#### [What is required]
What is needed is an exact copy of the lines from the one containing "In this exercise you will locate the boy's bare" through the last line of the records below, with no pictures.

#### [Data records]
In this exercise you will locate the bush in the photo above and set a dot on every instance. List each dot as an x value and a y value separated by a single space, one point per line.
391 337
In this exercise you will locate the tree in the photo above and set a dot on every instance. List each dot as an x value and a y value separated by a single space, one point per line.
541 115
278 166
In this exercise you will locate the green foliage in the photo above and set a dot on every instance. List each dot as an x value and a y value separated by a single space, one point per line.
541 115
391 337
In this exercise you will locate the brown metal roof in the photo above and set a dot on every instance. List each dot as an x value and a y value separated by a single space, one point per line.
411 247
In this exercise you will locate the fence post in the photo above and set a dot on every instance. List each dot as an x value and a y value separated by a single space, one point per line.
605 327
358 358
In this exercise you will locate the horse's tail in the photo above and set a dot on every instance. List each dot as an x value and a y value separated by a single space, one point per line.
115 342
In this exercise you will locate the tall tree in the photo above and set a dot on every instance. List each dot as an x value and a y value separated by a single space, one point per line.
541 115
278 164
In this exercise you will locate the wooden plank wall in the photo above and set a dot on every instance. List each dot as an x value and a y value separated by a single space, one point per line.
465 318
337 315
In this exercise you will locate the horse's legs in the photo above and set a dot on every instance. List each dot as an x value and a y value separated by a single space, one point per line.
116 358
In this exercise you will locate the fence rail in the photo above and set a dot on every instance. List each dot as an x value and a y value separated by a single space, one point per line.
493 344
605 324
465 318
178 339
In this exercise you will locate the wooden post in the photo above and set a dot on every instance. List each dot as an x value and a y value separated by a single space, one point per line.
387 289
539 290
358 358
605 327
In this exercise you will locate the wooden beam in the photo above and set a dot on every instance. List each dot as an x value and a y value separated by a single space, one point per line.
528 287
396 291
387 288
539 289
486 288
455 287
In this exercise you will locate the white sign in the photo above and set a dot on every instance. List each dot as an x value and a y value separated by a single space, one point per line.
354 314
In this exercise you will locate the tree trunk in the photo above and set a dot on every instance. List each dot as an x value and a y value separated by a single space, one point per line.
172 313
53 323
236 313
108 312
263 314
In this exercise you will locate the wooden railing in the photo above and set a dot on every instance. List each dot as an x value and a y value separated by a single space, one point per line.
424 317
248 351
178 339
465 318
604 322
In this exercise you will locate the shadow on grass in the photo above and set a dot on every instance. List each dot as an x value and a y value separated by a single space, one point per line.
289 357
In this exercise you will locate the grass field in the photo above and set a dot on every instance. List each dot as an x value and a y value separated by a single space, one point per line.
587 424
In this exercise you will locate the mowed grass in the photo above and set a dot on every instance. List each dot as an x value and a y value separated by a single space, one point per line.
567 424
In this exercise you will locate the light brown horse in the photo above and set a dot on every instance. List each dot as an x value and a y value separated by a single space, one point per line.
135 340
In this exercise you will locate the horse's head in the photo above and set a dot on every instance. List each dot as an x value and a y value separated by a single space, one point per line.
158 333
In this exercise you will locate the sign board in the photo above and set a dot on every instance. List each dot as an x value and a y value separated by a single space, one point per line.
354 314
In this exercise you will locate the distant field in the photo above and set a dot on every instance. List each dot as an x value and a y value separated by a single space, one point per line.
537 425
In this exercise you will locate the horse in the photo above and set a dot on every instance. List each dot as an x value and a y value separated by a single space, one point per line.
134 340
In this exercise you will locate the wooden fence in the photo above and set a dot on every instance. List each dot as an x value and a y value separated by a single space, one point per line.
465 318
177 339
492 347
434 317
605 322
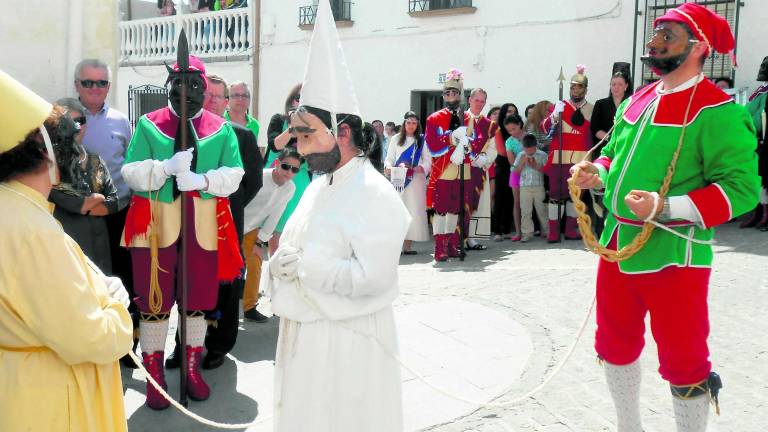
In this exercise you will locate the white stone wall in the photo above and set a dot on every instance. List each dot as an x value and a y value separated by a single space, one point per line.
511 49
41 41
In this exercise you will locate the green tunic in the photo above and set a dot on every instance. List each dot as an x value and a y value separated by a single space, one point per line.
717 169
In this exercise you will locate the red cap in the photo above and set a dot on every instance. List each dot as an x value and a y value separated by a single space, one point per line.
708 26
195 64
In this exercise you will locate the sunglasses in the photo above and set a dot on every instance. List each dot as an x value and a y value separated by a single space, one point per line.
289 167
91 83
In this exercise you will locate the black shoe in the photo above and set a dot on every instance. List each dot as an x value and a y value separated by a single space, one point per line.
213 359
174 360
254 315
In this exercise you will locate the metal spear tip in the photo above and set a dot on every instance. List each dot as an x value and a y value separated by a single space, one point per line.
182 52
561 78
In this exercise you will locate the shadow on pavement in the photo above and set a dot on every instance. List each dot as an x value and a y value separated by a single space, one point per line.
255 342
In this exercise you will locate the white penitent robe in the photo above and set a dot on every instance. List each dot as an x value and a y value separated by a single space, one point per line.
349 227
415 194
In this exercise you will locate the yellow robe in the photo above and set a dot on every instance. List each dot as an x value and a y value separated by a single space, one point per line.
60 333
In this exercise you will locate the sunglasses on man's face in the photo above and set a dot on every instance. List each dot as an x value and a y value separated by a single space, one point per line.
91 83
289 167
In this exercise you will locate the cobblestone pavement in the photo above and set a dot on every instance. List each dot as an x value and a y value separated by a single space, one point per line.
548 290
517 308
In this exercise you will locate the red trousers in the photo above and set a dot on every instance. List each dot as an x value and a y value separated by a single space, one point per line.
676 298
203 285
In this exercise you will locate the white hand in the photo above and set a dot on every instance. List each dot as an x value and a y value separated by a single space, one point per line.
559 108
480 161
285 264
178 163
457 157
117 290
189 181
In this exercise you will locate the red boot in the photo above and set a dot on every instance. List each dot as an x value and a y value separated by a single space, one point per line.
572 229
553 236
154 365
452 241
197 389
440 245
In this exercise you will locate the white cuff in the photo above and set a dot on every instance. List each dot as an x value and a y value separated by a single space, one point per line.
223 181
681 207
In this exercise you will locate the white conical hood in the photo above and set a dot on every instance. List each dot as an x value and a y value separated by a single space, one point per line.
327 81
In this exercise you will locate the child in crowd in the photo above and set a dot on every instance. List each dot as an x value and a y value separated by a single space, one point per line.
528 165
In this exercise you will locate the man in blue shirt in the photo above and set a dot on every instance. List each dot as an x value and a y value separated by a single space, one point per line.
108 135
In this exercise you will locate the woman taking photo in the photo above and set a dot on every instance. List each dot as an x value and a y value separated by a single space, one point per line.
407 150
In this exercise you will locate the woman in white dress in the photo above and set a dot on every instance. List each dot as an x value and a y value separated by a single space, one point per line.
407 150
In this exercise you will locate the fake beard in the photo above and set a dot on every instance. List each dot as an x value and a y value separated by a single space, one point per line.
324 163
663 66
762 74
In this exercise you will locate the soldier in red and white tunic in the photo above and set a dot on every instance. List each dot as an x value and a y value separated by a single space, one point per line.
576 114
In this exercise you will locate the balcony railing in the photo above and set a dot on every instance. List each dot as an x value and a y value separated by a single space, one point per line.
342 11
432 5
221 34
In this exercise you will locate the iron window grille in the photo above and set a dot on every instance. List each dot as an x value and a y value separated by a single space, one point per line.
342 11
145 99
717 65
430 5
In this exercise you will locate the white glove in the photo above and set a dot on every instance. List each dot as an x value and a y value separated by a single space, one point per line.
559 108
178 163
457 157
117 290
189 181
480 161
285 264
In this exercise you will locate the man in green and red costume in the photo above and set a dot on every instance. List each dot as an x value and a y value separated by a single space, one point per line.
159 172
715 179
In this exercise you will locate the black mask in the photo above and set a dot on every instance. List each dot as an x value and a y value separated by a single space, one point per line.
324 163
195 94
762 74
665 65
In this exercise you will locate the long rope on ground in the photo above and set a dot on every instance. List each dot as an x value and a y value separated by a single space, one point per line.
515 401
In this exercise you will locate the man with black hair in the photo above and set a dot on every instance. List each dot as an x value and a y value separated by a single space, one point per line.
334 277
63 323
261 217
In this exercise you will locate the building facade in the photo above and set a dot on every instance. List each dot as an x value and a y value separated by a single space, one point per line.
398 50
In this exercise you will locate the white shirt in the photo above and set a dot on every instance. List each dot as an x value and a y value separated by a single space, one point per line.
266 208
349 228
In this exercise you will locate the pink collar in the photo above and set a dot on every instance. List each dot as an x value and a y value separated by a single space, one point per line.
672 105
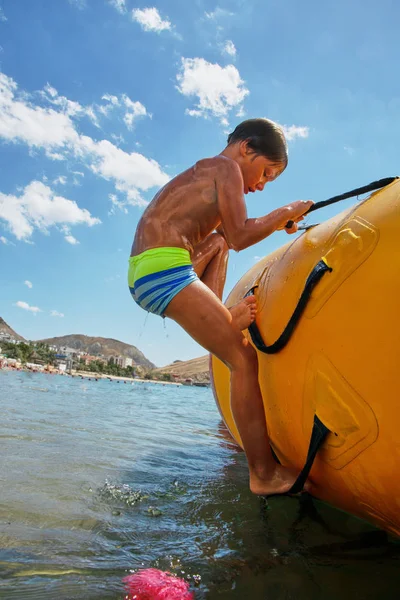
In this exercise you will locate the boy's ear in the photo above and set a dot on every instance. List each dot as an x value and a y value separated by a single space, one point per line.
244 148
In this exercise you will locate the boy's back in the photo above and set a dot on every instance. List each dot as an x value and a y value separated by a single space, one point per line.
185 210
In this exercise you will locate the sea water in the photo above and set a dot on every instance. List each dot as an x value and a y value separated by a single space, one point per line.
99 478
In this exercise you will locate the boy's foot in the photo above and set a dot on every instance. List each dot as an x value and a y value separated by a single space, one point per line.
244 312
280 482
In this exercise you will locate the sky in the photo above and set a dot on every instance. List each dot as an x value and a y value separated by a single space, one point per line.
104 101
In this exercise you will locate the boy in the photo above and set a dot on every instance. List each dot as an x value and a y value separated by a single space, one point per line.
178 269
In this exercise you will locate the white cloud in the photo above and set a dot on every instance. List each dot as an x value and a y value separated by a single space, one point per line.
81 4
71 240
229 48
219 13
53 130
38 207
118 4
218 89
294 131
25 306
62 180
150 19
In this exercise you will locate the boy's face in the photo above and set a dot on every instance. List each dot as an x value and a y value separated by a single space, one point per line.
257 171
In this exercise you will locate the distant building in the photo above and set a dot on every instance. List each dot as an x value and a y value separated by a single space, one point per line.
121 361
87 359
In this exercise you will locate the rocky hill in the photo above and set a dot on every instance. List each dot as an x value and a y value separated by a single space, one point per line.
6 329
196 369
97 345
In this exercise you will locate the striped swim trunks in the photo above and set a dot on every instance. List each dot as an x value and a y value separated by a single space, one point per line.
157 275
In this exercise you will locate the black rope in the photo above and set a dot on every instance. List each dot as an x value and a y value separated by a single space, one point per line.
316 274
318 435
375 185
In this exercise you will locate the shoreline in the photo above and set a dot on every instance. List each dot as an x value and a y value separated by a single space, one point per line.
91 376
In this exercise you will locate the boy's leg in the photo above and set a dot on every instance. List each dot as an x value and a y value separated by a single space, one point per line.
198 310
210 261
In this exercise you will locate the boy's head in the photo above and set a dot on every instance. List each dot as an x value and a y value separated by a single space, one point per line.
261 152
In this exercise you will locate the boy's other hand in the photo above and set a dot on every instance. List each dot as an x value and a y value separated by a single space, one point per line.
294 212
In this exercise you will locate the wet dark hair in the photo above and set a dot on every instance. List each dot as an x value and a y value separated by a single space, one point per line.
264 137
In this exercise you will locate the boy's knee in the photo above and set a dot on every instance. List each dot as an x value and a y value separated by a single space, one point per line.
220 242
245 358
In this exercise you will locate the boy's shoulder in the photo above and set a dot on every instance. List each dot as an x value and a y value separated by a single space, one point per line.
221 164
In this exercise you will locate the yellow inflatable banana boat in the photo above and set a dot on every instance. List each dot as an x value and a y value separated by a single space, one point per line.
328 339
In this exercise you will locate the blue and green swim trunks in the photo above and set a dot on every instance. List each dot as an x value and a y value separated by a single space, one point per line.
157 275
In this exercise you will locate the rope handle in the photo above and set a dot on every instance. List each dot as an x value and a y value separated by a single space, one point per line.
375 185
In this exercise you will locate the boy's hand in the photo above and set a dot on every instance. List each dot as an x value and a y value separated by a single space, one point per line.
293 213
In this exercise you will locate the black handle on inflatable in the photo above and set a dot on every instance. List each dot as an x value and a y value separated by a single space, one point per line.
375 185
318 271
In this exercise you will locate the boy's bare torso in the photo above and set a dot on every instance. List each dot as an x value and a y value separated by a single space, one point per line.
184 211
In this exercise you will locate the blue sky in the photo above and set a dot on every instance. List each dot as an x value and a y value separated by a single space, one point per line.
103 101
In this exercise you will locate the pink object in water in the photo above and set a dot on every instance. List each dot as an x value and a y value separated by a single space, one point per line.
152 584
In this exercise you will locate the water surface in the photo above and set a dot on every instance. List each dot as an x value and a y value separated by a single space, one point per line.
100 478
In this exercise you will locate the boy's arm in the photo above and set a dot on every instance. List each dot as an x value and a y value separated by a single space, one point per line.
239 231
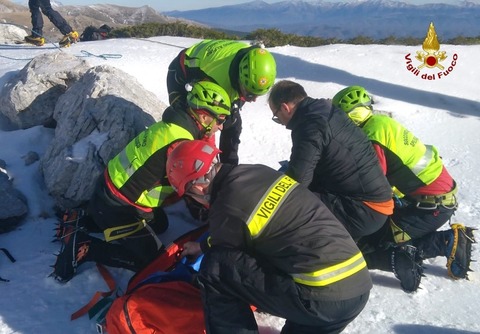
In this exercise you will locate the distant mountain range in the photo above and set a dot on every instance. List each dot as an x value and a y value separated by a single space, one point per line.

#### [Task result]
In this exercise you will locate the boy's bare torso in the photo above and set a dot on every instance. List each dot as an x value and a y value separated by a single space, one point per line.
184 211
In this exercise you will locate the blue sky in the photo above and set a dot on every instance. List each dot as an x value and a y value separated by a single space, one point per line.
103 101
In this exercise you will locate the pink object in water in the photo above and set a dot on every instance. List each dot as an x value and a y value separated by a single space, one point per line.
152 584
In this exercise you will locate the water surface in the photo above and set a dot on every instance. List each dot as an x value and a y value separated by a single space, one point per line.
100 478
In this exercise you will locate the boy's arm in the photo above and set a dot on every instance. List each dot as an x value and a y value separated by a single space, one point per line.
239 231
In this exercise you will locate the distant mountain range in the photo above and set a dot on every instance. List each dot as an x value and a y value separated by a single space, one point per line.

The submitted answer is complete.